BEGIN Extracted records

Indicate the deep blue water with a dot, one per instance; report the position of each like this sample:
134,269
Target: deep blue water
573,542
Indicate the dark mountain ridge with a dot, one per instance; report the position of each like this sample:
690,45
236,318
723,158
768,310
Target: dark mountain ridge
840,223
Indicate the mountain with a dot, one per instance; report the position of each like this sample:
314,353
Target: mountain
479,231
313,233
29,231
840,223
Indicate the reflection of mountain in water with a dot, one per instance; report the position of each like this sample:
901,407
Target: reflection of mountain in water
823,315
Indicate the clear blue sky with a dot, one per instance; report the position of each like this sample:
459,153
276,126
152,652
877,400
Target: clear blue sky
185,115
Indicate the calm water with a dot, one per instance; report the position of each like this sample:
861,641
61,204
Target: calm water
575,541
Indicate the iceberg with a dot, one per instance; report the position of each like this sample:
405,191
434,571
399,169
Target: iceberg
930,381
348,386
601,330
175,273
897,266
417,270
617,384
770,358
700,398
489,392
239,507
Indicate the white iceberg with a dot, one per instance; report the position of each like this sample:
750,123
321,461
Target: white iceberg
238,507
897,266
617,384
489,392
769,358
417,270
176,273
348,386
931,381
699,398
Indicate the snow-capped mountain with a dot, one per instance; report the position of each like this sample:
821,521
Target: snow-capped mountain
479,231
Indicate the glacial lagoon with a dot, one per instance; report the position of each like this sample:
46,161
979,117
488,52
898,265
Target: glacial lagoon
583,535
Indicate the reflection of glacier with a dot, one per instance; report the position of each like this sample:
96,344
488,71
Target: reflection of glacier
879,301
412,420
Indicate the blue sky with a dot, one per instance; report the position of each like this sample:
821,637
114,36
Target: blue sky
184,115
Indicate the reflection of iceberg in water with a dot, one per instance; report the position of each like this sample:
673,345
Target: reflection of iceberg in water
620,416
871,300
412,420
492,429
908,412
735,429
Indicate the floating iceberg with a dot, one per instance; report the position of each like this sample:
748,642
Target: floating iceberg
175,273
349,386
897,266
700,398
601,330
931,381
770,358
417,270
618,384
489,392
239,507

END Extracted records
BEGIN Extracted records

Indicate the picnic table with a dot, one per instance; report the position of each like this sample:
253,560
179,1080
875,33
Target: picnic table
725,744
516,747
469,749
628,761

END Extracted records
BEGIN Extracted records

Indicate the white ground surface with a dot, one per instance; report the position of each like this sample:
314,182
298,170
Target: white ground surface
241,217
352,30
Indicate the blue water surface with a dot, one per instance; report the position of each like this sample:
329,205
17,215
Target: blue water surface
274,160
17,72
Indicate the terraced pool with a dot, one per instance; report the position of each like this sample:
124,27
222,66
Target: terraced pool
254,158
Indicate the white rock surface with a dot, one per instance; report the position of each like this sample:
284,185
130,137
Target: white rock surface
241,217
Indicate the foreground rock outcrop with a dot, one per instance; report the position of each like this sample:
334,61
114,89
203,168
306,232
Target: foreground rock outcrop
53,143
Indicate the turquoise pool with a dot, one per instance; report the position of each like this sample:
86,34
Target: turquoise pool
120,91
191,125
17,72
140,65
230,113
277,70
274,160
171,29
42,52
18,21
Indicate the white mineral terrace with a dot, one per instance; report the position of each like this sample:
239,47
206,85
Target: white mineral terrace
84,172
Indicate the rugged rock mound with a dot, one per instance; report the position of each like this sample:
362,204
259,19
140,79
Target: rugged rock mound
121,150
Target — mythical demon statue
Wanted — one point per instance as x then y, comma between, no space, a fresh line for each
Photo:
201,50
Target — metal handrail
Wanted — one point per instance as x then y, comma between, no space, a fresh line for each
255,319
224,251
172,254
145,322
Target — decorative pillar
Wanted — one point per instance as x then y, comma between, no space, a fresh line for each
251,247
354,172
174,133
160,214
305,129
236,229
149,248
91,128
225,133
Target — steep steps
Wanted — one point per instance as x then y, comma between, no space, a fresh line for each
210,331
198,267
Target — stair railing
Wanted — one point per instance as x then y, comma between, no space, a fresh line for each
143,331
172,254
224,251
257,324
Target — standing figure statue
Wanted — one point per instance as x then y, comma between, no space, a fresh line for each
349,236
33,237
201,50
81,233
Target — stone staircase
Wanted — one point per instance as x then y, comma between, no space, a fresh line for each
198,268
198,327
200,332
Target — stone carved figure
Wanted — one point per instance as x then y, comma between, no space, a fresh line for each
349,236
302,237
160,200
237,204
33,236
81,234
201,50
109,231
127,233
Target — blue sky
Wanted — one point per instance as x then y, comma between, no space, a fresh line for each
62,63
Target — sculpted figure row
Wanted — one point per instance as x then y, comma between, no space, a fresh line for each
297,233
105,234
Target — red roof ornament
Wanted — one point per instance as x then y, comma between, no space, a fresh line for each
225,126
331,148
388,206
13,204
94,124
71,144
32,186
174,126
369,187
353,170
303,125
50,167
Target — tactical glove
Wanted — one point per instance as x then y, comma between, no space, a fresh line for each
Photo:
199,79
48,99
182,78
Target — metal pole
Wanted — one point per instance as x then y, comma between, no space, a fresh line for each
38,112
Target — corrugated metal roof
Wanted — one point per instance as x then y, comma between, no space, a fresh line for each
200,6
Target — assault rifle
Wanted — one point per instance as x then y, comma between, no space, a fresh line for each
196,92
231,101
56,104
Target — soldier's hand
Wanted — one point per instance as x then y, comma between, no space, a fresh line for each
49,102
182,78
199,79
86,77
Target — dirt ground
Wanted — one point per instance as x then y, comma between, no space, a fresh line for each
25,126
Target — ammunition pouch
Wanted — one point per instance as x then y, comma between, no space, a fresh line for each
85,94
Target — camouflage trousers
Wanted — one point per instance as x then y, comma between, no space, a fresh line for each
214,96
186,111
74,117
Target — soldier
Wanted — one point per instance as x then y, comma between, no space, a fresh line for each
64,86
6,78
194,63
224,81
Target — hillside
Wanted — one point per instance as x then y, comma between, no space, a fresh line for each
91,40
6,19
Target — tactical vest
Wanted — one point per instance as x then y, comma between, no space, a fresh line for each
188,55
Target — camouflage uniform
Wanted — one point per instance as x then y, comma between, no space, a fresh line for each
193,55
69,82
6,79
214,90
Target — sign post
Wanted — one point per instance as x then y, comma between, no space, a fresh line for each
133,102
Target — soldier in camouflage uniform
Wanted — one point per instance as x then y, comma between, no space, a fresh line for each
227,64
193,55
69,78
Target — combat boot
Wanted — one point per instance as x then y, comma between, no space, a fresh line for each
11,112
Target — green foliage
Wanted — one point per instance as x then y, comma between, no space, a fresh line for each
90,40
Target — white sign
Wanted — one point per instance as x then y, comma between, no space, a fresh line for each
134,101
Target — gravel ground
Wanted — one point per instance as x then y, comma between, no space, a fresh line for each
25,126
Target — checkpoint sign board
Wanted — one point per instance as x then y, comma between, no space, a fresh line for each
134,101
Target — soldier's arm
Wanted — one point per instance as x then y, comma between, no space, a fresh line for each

END Extracted records

◆ Problem requirements
Filter the records above, keeping each line that contains the word "camouflage".

◆ Answer section
Target — camouflage trousers
Target — camouflage uniform
Target — soldier in camouflage uniform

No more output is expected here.